● ARTICLE
⁂
Computing device 16 (e.g., shown here as a smartphone) includes a
pico-projector 24 and a camera system 22 positioned at the base of
computing device 16 such that, if the user is holding computing
device 16 (e.g., computing device 16 is a smartphone and the user
is on a phone call) in one hand, the display area 18 can be
displayed on the user's forearm or palm of the hand holding
computing device 16.
[0032] FIG. 4 is a schematic block diagram of an embodiment of the
personal communication system 10 that includes computing device 12
and computing device 14.
[0033] Computing device 12 and computing device 14 are paired via a
wireless network or Bluetooth. In this example, computing device 12
is a user's smartphone or mobile phone having camera system 22, and
computing device 14 is a smart ring worn on the user's ring finger.
In an example of operation, computing device 12 processes the audio
of a phone call 34 to produce an analog domain audio signal.
Computing device 12 performs an audio to text conversion function
on the analog domain audio signal to produce text data 28. The text
data 28 is tagged with textual content stored in metadata
associated with the audio of the phone call 34. For example, text
data 28 is tagged for phone numbers, addresses, names, etc.
[0034] During the processing of the audio of the phone call 34,
when enabled, camera system 22 captures a physical gesture by the
user on display area 18 within capture field 32. For example, the
user holds the palm of the hand wearing computing device 14 open
within capture field 32 of the camera system 22 to enable the
camera system 22 and to set the user's palm as the projection
point/display area 18 for pico-projector of computing device
14.
[0035] A physical gesture is regarding specific processing of text
data. The specific processing of text data includes one or more of:
store the text data, store a portion of the text data, display the
text data, and display a portion of the text data. For example, the
user of computing device 12 is on a phone call and wishes to view
the spoken content on a real-time basis. The user, wearing
computing device 14 (e.g., a smart ring) on his left hand, performs
an open palm gesture 33 (e.g., opens his left palm for 3 seconds)
to initiate displaying the text data on the display area 18 via the
pico-projector. The projection content automatically aligns based
on a relative position between the display area 18 and the user's
eye position such that the displayed text data can be read
clearly.
[0036] As an example, the real time text data 28 of "If you need to
contact Joe to discuss the meeting, his phone number is 555-6789"
is displayed on display area 18 (e.g., the user's palm). The camera
system 22 is operable to detect one or more other physical gestures
by the user, where the other physical gestures are regarding
specific further processing of the displayed text data. The
specific further processing of the displayed text data includes one
or more of: select, select all, copy, paste, cut, look-up, share,
store the text data, store a portion of the text data, place call,
fast-forward, pause, resume, play back, delete, trigger a text
message, rewind, and scan. For example, as the user views the
incoming text data, the user selects the phone number "555-6789"
⁂
● DATASET

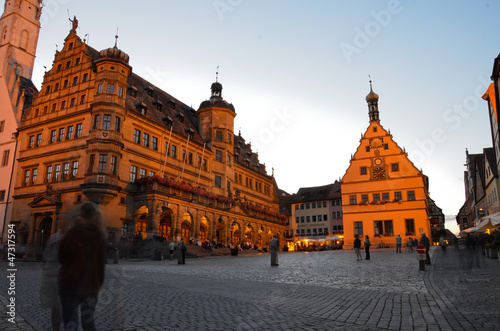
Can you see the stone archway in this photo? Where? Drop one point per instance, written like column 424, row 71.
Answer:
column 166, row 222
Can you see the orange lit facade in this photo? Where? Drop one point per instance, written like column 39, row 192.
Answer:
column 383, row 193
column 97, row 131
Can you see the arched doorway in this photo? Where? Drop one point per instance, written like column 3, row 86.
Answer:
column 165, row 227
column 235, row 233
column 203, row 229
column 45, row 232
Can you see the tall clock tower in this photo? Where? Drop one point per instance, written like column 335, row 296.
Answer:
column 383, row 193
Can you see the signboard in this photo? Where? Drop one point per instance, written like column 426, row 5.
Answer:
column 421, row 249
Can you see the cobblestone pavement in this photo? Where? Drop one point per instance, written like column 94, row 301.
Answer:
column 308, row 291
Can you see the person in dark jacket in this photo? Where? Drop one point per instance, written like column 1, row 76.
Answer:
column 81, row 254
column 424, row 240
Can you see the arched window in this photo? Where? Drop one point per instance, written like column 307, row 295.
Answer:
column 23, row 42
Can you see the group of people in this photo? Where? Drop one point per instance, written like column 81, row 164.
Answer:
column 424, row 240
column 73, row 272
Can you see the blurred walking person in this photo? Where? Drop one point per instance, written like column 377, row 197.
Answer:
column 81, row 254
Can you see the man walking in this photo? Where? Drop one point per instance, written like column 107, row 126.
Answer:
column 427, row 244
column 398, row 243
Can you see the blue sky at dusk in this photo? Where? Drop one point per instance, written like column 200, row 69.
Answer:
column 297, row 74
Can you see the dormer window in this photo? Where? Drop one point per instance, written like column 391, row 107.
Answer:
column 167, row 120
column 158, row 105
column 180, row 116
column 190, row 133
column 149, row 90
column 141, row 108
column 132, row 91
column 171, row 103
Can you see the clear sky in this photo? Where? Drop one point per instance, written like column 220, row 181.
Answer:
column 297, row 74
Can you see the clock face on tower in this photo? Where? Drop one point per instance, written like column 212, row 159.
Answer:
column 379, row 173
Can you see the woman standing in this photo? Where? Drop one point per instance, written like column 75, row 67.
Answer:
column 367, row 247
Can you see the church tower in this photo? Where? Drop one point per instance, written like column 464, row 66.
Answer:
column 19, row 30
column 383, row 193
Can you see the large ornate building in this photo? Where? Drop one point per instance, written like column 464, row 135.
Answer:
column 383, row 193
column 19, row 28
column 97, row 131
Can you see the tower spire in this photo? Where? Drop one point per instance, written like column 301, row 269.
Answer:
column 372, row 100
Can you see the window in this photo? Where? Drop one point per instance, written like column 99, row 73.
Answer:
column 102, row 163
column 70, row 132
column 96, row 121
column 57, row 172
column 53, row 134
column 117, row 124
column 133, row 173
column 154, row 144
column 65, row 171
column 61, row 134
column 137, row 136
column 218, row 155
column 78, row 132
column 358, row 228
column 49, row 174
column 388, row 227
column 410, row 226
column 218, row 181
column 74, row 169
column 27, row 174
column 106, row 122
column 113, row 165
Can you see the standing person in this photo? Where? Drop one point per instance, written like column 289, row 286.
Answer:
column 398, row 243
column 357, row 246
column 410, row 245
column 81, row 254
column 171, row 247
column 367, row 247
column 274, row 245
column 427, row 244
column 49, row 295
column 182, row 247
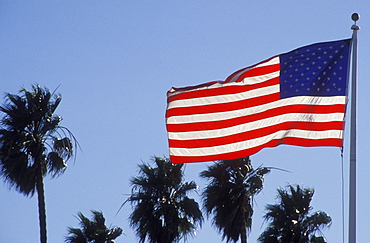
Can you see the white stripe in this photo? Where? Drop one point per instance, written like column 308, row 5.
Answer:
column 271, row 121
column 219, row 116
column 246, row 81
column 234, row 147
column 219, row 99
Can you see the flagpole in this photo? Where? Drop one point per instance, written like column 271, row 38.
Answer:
⁂
● DIRECTIVES
A – Transcribe the portion of the patent excerpt that opens with the words containing "Computing device 16 (e.g., shown" and closes with "computing device 16.".
B – Pick up the patent excerpt about projecting call text onto the palm from its last words and keep writing.
The listing plays no part in this work.

● EXPECTED OUTPUTS
A –
Computing device 16 (e.g., shown here as a smartphone) includes a
pico-projector 24 and a camera system 22 positioned at the base of
computing device 16 such that, if the user is holding computing
device 16 (e.g., computing device 16 is a smartphone and the user
is on a phone call) in one hand, the display area 18 can be
displayed on the user's forearm or palm of the hand holding
computing device 16.

B –
using a single-finger tap gesture 35. The user may then use another
gesture to further process the selected text (e.g., drag towards
computing device 12 to save the phone number to contacts) or use
another gesture to display follow-up options for the displayed and
selected text data.
[0037] Here, the user performs a press and hold gesture 37 on the
selected text data to display follow-up options 39. The
pico-projector projects follow-up options 39 regarding processing
of the portion of the text data onto the display area 18. The
follow-up options include one or more of: copy, paste, cut,
look-up, share, store, place call, fast-forward, pause, resume,
play back, delete, trigger a text message, rewind, and scan. The
user may use a one-fingered tap gesture to indicate selection of a
displayed follow-up option. Here, because the selected portion of
text data is a phone number, the pico-projector projects the
follow-up options of "place call" and "send a text message." The
user selects the "place call" follow-up option via a single-finger
tap gesture 35 on the option. Computing device 12 receives a
request to place a phone call to 555-6789 as indicated in the
selected portion of text data. Computing device 12 detects when the
current phone call producing the audio of the phone call 34 ends
and places the phone call to 555-6789. After, the follow-up option
is selected, text data 28 of the current phone call resumes display
until the phone call is completed or the camera system detects a
gesture for other text data 28 processing.
[0038] FIG. 5 is a logic diagram of an example of a method of
context aware audio content processing for pico-projection of text
for interaction. The method begins with step 36 where a computing
device processes digital data (e.g., audio of a phone call, an
audio file, an audio portion of a video file, etc.) to produce an
analog domain audio signal. The method continues with step 38 where
the computing device performs an audio to text conversion function
on the analog domain audio signal to produce text data. The text
data is tagged with textual content stored in metadata associated
with the digital data. For example, text data is tagged for phone
numbers, addresses, names, etc.
[0039] The method continues with step 40 where, during the
processing of the digital data, when enabled, a camera system
captures a physical gesture by a user of the computing device. The
camera system may be enabled manually (e.g., via a user input), by
a default setting (e.g., every time a phone call is received, when
the computing device is in use, etc.), and/or by an enabling
gesture that activates the camera system. For example, the enabling
gesture could be waving a hand in front of camera system, and/or
performing a specific physical gesture in a display area associated
with the user.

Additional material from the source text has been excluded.